• _Given task_: Write out the material again exactly, please, and omit the pictures.

_ _ _ _ _ _ _

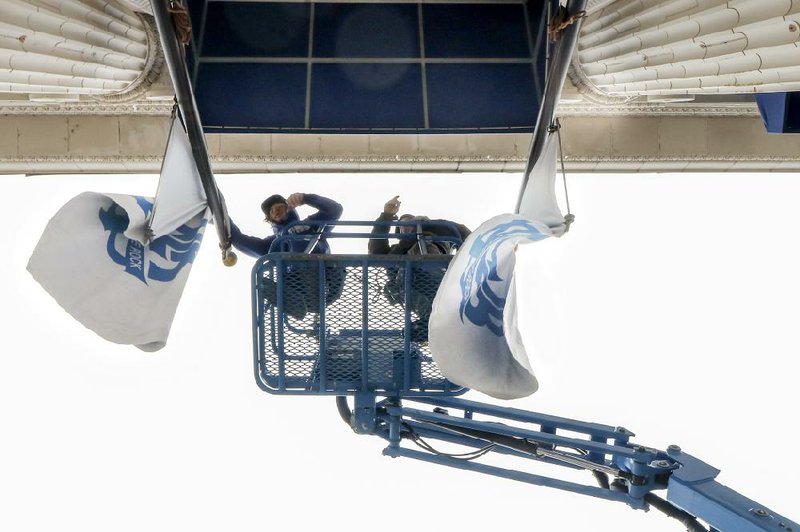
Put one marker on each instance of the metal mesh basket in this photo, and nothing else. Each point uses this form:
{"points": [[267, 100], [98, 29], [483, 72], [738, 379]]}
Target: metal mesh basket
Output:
{"points": [[341, 324]]}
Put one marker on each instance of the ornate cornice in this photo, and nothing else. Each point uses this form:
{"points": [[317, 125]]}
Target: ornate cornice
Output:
{"points": [[144, 107], [658, 109], [152, 69], [399, 161]]}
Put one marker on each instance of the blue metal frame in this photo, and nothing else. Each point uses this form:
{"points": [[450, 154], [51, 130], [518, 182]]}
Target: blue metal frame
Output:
{"points": [[636, 471], [408, 369]]}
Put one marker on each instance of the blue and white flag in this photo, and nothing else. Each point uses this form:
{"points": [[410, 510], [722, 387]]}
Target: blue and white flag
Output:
{"points": [[473, 331], [538, 200], [106, 265]]}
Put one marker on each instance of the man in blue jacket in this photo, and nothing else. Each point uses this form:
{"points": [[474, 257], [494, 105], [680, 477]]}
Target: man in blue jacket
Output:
{"points": [[301, 291], [280, 212]]}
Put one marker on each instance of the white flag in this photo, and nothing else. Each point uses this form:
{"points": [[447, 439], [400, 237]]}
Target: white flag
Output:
{"points": [[122, 289], [473, 332], [180, 194], [539, 196], [116, 263]]}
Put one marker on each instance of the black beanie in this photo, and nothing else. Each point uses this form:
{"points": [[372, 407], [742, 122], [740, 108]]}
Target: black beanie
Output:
{"points": [[269, 202]]}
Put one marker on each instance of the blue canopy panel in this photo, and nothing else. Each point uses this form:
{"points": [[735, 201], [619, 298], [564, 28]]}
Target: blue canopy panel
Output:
{"points": [[780, 111], [372, 67]]}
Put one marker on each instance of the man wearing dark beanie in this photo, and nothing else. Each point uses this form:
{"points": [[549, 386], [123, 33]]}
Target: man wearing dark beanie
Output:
{"points": [[301, 292], [280, 212]]}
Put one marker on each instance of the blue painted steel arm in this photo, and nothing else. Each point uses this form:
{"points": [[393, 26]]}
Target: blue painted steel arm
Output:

_ _ _ _ _ _ _

• _Expected answer_:
Put one marker on each instance of the metal mesh basket in this photo, and nothing else. Each point uses this form:
{"points": [[267, 100], [98, 29], [483, 72], [738, 379]]}
Target: metal mesh basket
Output:
{"points": [[341, 324]]}
Put one marker on each instance of the ornate cornice in this photo, and nothing else. Each point uses this form:
{"points": [[317, 125]]}
Target: ornate cornice
Output:
{"points": [[144, 107], [658, 109], [152, 69], [399, 161]]}
Put one marker on each instance of the blue metal frame in this photo, and nothing else. Each point uses this form:
{"points": [[450, 154], [51, 130], [518, 182]]}
Target: blue metal frame
Output:
{"points": [[636, 471], [408, 369]]}
Put one marker on each instance of the blue and white flag in this photo, and nothing else. Each point uses this form:
{"points": [[410, 510], [722, 387]]}
Target: blue and white flag
Output:
{"points": [[473, 331], [538, 200], [106, 265]]}
Put one marker on each instance of the man in blue jacket in this photo, and nothing else. Each point uses this form:
{"points": [[474, 257], [494, 105], [680, 477]]}
Target: man in blue jacket
Output:
{"points": [[301, 291], [280, 212]]}
Put one marker on each instance of the white flag in this photo, and nothing else. Each point uses this form:
{"points": [[447, 439], [400, 237]]}
Target: white flag
Output:
{"points": [[122, 289], [473, 332], [180, 194], [539, 196], [116, 263]]}
Put one marker on each instance of the black beanie in this photo, and nothing else. Each point uses this form:
{"points": [[372, 407], [742, 122], [740, 108]]}
Target: black beanie
Output:
{"points": [[269, 202]]}
Put one marker on each instance of the blue canopy panel in this photo, and nothing else. Each point uses this form:
{"points": [[735, 201], [619, 298], [564, 28]]}
Target: blue canopy panel
Output:
{"points": [[780, 111], [372, 67]]}
Put one marker on each instance of the man wearing dark beanie in this photo, and nothing else. Each point uses this form:
{"points": [[549, 386], [123, 33]]}
Target: man wearing dark beanie
Output:
{"points": [[301, 292], [280, 212]]}
Put one marker on each instance of the blue painted steel arm in this photo, and nothing else. Each point uses this form:
{"points": [[393, 26]]}
Target: blue painted steel arm
Output:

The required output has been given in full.